■ Exercise aim ■
Report every line of the lines below that contains the word "teal", copying each one as it appears.

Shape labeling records
** BEGIN **

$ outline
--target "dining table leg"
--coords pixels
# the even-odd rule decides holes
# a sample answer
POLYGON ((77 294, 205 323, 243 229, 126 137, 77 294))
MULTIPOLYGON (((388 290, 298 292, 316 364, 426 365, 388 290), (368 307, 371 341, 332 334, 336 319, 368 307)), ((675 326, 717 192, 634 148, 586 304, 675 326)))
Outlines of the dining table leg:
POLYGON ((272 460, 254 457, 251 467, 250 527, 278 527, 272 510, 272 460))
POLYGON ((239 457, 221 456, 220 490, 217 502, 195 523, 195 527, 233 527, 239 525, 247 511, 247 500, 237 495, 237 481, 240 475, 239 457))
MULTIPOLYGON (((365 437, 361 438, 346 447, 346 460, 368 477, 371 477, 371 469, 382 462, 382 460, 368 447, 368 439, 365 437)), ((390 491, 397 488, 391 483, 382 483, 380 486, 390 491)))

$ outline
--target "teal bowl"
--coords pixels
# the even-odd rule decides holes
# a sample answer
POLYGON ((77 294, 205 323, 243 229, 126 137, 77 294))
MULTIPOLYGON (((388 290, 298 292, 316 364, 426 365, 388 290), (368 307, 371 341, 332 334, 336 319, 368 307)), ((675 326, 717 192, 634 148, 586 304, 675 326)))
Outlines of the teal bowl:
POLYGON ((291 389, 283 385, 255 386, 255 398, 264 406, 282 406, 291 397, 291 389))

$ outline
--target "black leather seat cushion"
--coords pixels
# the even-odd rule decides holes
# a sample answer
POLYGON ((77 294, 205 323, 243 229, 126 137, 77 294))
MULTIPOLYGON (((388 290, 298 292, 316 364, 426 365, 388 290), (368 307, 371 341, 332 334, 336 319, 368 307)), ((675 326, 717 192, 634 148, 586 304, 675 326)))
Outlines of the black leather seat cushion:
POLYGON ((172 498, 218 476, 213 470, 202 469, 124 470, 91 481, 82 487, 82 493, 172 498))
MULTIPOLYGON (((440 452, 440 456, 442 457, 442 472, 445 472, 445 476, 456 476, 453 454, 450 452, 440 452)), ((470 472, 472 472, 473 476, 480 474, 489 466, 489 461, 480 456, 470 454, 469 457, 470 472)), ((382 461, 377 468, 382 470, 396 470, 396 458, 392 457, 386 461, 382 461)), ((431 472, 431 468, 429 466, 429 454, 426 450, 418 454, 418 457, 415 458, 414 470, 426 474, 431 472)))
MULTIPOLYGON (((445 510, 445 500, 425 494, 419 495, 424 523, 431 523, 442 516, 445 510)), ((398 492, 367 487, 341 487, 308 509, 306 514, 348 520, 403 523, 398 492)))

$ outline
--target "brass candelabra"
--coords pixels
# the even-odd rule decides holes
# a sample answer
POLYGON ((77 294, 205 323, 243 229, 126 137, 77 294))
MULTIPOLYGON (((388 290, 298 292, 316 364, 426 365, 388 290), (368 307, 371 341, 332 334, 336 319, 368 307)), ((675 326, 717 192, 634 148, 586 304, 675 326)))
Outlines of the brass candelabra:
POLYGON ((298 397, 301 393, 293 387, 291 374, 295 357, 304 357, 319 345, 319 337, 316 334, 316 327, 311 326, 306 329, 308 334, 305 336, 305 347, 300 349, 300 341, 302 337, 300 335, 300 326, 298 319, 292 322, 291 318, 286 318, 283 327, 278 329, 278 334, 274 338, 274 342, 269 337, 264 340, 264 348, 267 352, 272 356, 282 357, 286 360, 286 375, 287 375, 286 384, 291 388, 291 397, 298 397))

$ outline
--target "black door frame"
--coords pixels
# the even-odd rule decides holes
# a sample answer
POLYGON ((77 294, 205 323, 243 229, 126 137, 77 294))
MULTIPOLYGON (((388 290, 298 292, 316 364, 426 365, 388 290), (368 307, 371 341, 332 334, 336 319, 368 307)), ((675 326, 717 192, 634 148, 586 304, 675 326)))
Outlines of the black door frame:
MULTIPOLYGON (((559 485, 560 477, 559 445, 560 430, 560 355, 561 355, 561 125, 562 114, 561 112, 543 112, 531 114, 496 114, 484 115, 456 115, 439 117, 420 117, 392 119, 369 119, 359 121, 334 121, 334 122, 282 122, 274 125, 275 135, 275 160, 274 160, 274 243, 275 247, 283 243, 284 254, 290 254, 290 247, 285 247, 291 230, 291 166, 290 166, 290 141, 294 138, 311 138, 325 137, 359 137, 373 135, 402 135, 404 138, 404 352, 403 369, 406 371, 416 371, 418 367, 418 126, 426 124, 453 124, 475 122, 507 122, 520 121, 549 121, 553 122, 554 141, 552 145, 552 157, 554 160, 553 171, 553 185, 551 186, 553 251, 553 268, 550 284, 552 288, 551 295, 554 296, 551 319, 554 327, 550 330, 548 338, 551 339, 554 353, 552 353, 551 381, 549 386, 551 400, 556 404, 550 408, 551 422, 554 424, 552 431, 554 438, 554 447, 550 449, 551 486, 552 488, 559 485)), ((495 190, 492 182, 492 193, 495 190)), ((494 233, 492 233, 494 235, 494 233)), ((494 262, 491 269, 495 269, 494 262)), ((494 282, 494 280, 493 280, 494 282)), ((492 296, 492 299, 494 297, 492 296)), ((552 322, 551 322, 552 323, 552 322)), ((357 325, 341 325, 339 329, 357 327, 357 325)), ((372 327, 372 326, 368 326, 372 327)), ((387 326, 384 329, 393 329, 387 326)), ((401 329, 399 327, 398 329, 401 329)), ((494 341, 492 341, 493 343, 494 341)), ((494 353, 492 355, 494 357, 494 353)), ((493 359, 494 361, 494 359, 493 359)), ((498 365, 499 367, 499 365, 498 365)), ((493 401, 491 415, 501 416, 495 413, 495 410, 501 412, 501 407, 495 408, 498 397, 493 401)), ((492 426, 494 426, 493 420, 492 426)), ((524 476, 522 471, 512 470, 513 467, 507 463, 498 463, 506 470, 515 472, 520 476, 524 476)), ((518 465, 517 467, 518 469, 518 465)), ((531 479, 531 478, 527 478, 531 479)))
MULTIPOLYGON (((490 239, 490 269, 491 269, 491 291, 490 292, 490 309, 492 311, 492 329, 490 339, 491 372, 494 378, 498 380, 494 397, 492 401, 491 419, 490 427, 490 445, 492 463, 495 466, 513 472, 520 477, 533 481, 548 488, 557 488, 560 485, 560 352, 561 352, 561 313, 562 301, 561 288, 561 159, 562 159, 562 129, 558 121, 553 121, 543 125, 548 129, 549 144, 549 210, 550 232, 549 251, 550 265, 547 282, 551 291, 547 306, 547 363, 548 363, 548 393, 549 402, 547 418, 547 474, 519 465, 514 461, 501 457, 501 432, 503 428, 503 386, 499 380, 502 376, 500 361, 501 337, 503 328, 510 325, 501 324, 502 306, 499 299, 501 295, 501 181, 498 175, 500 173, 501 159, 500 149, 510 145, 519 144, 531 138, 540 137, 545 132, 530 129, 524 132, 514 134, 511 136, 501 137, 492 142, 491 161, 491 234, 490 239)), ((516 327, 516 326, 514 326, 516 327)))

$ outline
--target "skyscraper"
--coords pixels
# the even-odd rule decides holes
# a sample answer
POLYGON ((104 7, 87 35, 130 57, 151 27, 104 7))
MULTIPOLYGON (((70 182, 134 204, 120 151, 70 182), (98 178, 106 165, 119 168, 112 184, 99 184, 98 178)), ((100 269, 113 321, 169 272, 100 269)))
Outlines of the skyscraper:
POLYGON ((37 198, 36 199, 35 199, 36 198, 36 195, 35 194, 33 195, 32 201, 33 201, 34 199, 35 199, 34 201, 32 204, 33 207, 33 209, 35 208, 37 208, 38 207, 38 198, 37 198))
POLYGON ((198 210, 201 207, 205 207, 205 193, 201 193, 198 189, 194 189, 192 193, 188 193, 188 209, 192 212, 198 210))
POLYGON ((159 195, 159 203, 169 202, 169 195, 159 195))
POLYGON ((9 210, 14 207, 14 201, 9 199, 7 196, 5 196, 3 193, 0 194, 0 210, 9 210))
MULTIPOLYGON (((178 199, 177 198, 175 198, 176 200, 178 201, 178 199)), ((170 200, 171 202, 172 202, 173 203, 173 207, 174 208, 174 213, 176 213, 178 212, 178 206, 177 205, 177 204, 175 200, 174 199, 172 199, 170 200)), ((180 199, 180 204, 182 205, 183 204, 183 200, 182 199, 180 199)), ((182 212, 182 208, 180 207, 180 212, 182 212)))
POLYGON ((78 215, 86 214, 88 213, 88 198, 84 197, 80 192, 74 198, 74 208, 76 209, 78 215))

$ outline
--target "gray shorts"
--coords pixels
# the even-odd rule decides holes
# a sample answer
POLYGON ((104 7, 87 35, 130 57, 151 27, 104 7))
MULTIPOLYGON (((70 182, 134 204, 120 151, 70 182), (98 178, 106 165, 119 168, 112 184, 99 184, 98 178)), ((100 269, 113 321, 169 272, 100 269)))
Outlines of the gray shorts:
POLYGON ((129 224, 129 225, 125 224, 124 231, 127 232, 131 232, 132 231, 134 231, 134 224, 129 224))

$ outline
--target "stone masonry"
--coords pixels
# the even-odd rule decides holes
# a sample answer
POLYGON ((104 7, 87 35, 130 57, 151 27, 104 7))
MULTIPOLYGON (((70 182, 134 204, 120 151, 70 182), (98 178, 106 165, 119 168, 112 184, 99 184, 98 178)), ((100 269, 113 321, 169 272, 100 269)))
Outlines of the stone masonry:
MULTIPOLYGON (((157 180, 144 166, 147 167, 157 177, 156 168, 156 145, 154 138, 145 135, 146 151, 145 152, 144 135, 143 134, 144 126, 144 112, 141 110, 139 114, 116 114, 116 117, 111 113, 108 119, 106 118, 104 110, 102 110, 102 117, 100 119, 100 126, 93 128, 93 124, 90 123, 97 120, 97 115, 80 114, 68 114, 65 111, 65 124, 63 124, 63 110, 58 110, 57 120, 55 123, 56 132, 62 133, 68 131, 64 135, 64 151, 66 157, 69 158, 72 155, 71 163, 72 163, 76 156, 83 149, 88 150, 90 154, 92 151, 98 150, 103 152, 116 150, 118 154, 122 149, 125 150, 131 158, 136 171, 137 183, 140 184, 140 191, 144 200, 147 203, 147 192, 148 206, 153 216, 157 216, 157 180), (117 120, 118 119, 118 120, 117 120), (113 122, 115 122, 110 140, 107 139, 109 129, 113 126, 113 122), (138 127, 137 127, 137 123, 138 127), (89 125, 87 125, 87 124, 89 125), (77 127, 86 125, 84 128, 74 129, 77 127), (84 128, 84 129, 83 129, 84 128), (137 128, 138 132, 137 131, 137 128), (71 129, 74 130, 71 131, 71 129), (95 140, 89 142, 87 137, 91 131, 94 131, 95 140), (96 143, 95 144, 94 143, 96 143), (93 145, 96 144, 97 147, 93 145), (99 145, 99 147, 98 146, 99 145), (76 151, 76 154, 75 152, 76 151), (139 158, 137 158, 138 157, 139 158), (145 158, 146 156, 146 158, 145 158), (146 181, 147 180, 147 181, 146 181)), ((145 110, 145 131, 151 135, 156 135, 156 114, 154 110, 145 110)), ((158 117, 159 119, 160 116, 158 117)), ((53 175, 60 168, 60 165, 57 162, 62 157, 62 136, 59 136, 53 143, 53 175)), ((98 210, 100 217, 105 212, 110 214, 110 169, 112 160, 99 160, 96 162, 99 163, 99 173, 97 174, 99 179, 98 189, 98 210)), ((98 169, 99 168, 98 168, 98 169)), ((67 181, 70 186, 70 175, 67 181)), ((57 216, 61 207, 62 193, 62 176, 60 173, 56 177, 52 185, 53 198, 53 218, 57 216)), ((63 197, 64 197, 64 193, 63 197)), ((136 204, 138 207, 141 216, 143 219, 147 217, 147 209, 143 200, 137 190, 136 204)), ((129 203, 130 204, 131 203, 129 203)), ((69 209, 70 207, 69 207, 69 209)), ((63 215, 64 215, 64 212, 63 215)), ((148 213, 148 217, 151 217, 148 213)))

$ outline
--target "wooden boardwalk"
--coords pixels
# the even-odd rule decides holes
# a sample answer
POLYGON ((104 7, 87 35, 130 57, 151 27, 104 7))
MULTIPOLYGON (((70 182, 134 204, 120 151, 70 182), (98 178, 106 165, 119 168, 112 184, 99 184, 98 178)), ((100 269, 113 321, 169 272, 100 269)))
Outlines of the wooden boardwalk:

** END **

■ Answer below ■
--target "teal bowl"
Outlines of the teal bowl:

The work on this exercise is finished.